**GOAL:**
Find each line in the items below that contains the word "wooden", and copy those lines. Letter case must match.

**Data entries:**
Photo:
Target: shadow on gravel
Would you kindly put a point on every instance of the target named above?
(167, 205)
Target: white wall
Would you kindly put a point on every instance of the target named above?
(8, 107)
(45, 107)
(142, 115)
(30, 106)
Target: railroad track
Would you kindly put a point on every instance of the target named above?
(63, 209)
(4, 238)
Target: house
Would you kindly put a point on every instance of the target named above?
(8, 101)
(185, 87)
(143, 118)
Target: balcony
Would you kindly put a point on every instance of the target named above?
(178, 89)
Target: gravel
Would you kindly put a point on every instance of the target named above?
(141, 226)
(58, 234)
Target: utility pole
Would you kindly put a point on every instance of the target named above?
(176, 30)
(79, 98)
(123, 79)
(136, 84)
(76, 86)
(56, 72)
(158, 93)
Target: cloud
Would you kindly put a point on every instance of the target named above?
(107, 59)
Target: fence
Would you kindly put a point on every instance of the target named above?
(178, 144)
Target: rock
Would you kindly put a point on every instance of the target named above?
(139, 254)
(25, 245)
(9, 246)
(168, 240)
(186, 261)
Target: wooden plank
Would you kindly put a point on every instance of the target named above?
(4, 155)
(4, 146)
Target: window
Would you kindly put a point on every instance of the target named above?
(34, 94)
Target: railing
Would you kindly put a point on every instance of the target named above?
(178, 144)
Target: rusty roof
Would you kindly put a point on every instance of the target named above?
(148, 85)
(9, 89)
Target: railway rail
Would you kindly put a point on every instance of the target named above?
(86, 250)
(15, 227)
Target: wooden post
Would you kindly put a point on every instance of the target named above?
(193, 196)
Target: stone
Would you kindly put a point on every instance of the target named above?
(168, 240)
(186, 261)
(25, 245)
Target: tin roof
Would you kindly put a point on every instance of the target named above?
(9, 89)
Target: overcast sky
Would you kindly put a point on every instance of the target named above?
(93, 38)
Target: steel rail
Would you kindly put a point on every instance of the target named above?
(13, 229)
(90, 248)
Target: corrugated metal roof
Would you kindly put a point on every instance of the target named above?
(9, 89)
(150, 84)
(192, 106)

---

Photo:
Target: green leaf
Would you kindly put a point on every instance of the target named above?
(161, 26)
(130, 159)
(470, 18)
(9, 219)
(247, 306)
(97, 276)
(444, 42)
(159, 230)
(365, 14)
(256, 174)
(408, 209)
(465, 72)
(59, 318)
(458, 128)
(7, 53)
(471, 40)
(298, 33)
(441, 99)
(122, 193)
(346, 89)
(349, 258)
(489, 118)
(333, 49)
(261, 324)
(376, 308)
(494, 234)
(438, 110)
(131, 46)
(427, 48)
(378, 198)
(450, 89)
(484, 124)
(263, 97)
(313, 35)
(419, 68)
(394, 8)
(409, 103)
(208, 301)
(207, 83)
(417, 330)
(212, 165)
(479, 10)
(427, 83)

**WORKED SOLUTION:**
Target: wooden plank
Target: wooden post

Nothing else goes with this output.